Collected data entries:
■ ■ ■

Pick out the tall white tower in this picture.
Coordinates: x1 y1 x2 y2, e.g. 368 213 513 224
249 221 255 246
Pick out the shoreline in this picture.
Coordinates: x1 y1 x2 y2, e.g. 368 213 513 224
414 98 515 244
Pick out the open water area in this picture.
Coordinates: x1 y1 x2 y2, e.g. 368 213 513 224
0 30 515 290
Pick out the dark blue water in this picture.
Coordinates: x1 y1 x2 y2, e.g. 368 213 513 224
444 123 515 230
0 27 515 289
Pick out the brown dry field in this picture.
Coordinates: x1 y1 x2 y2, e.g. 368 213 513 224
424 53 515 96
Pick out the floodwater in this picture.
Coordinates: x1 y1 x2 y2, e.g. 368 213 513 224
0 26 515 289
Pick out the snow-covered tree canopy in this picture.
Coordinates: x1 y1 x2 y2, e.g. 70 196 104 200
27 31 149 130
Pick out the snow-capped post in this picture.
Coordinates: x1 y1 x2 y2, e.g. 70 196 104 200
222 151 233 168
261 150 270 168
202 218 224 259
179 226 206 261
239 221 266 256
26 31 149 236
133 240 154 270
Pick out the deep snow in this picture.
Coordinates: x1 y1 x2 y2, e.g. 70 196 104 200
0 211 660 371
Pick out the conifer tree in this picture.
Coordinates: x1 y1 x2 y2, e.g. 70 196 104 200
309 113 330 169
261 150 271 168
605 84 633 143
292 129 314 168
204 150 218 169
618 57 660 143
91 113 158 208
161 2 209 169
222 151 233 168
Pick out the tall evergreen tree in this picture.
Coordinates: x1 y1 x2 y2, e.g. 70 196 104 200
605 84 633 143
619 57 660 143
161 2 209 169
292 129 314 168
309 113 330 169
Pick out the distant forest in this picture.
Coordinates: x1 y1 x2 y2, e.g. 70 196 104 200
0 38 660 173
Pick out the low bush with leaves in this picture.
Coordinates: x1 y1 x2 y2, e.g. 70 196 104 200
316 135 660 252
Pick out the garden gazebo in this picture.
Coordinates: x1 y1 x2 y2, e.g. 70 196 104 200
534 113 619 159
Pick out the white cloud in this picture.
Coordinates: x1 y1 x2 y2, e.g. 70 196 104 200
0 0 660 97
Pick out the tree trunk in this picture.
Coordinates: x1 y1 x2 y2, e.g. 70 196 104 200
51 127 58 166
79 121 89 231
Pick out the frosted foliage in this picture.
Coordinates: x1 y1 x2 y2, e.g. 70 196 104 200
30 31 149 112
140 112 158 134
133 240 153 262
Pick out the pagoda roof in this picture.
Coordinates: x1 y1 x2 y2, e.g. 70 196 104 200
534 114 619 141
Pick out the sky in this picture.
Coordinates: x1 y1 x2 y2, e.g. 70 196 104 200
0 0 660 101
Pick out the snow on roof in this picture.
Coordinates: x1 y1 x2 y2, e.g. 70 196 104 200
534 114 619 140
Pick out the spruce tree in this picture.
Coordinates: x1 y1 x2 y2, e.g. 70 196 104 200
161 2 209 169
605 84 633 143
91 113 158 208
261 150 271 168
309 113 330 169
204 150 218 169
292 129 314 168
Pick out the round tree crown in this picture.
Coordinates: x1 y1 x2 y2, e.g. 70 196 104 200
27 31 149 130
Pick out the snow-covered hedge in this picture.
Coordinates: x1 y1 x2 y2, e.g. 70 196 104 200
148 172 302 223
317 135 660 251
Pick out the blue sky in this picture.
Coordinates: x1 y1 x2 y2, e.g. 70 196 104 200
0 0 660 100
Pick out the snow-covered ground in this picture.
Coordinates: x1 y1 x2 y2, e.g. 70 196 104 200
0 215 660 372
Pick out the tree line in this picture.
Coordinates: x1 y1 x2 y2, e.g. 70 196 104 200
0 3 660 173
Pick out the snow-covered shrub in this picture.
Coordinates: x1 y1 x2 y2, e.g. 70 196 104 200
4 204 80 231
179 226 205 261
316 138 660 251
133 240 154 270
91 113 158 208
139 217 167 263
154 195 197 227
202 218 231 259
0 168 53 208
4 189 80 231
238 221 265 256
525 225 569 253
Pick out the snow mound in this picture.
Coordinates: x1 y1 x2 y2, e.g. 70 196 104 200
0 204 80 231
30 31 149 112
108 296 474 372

■ ■ ■

### Written instruction
Can you write out all of the rows again, changing "Pick out" to "Locate" wherever it occurs and leaving everything else untouched?

### The reply
Locate the tall white tower in this picture.
Coordinates: x1 y1 x2 y2, e.g. 368 213 513 224
249 221 255 246
Locate the shoreline in this picture.
Coordinates: x1 y1 x2 y2, e.g. 368 213 513 224
414 98 515 244
Locate the open water area in this picture.
Coordinates: x1 y1 x2 y2, e.g. 368 213 513 224
0 30 515 290
Locate the dark blue water in this picture.
Coordinates: x1 y1 x2 y2, e.g. 368 213 513 224
444 123 515 230
0 27 515 289
Locate the brown dry field in this picture.
Coordinates: x1 y1 x2 y2, e.g. 368 213 513 224
424 53 515 96
Locate the floodwater in this picture.
Coordinates: x1 y1 x2 y2, e.g. 368 213 513 224
0 26 515 289
Locate the snow-covered tree canopy in this picture.
Coordinates: x1 y1 x2 y2, e.g. 70 196 104 200
27 31 149 130
Locate the snow-capped post in this picture.
Coordinates: x1 y1 x2 y2, e.g. 70 196 104 200
222 151 233 168
261 150 270 168
202 218 224 259
179 226 206 261
239 221 266 256
26 31 149 236
133 240 154 270
Locate the deep snow in this picture.
Coordinates: x1 y1 x2 y2, e.g. 70 196 104 200
0 211 660 371
Locate the conifer tree in this picture.
Coordinates: x1 y1 x2 y2, e.g. 70 196 104 200
309 113 330 169
261 150 271 168
605 84 633 143
292 129 314 168
204 150 218 169
618 57 660 143
91 113 158 208
161 2 209 169
222 151 233 168
Locate the tall evergreen tree in this picture.
Coordinates: x1 y1 x2 y2, e.g. 70 196 104 200
605 84 633 143
619 57 660 143
161 2 209 169
292 129 314 168
309 113 330 169
Locate the distant forest in this picture.
Coordinates: x1 y1 x2 y2, e.g. 70 196 104 200
0 38 660 173
Locate the low bush with leaves in this picture.
Coordinates: x1 y1 x2 y2, e.g. 70 196 104 200
316 135 660 252
Locate the garden gazebo in this picture.
Coordinates: x1 y1 x2 y2, e.g. 70 196 104 200
534 113 619 159
Locate the white cloud in this picture.
Coordinates: x1 y1 x2 y2, e.g. 70 196 104 200
0 0 660 97
Locate the tree trunk in this picture.
Coordinates: x1 y1 x2 y2, e.g. 70 196 104 200
51 127 58 166
79 121 89 231
Locate the frosted foliage in this picture.
Coordinates: x1 y1 x2 y2, e.g. 70 196 104 200
30 31 149 112
140 112 158 134
133 240 153 262
Locate the pagoda roof in this picture.
Coordinates: x1 y1 x2 y2, e.g. 70 196 104 200
534 114 619 141
Locate the sky in this picture.
Coordinates: x1 y1 x2 y2, e.g. 70 196 104 200
0 0 660 101
Locate the snow on roof in this picture.
Coordinates: x1 y1 x2 y2, e.g. 70 196 104 200
534 114 619 140
Locate the spruce tree in this picture.
Coordinates: x1 y1 x2 y2, e.g. 70 196 104 200
161 2 209 169
605 84 633 143
91 113 158 208
261 150 271 168
309 113 330 169
204 150 218 169
292 129 314 168
Locate the round tree crown in this picture.
Coordinates: x1 y1 x2 y2, e.g. 70 196 104 200
27 31 149 130
Locate the snow-covered hedge in this picture.
Coordinates: x1 y1 x2 y2, e.g. 70 196 104 200
148 172 302 223
317 135 660 251
Locate the blue sky in this picture.
Coordinates: x1 y1 x2 y2, e.g. 70 196 104 200
0 0 660 100
Locate the snow-covered ground in this picture.
Coordinates: x1 y1 x2 y2, e.g. 70 196 104 200
0 215 660 372
Locate the tree line in this picture.
Coordinates: x1 y1 x2 y2, e.g. 70 196 104 200
0 3 660 173
Locate the snow-covered shrub in this picture.
Coordinates: x1 y1 x2 y2, e.g. 70 196 104 200
4 204 80 231
179 226 205 261
316 138 660 251
133 240 154 270
91 113 158 208
139 217 167 263
154 195 197 227
202 218 231 259
0 168 53 208
4 189 80 231
238 221 265 256
525 225 569 253
Locate the snow mound in this picture.
Coordinates: x1 y1 x2 y2, e.g. 70 196 104 200
0 204 80 231
30 31 149 112
108 296 474 372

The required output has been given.